Data shown —
****************************************
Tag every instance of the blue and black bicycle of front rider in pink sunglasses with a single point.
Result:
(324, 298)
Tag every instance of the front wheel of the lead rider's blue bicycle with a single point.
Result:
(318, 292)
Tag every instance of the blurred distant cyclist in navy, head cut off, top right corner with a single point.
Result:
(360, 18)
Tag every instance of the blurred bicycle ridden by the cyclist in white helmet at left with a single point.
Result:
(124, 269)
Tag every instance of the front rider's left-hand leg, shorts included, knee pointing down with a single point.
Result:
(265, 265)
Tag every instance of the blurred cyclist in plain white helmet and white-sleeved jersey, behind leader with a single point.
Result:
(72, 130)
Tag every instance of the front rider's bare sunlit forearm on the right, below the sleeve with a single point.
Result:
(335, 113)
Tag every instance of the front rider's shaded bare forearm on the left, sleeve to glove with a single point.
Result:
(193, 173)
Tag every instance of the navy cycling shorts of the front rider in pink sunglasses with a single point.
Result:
****************************************
Task statement — Transcribe the entire listing above precisely.

Reply to the task —
Tag every instance of the blue and black bicycle of front rider in pink sunglasses with a single point.
Result:
(324, 298)
Tag every instance of the front wheel of the lead rider's blue bicycle with a single point.
Result:
(318, 292)
Tag every instance of the blurred distant cyclist in navy, head cut off, top right corner with a single point.
Result:
(360, 18)
Tag every instance of the blurred bicycle ridden by the cyclist in white helmet at left with a single point.
Result:
(124, 269)
Tag every instance of the front rider's left-hand leg, shorts included, knee pointing down with a single point.
Result:
(265, 265)
Tag every instance of the blurred cyclist in plain white helmet and white-sleeved jersey, behind leader with a single point.
Result:
(72, 130)
Tag every instance of the front rider's bare sunlit forearm on the right, below the sleeve with a single point.
Result:
(335, 113)
Tag every instance of the front rider's shaded bare forearm on the left, sleeve to glove with a single point.
Result:
(193, 173)
Tag every instance of the navy cycling shorts of the front rider in pink sunglasses with a single point.
Result:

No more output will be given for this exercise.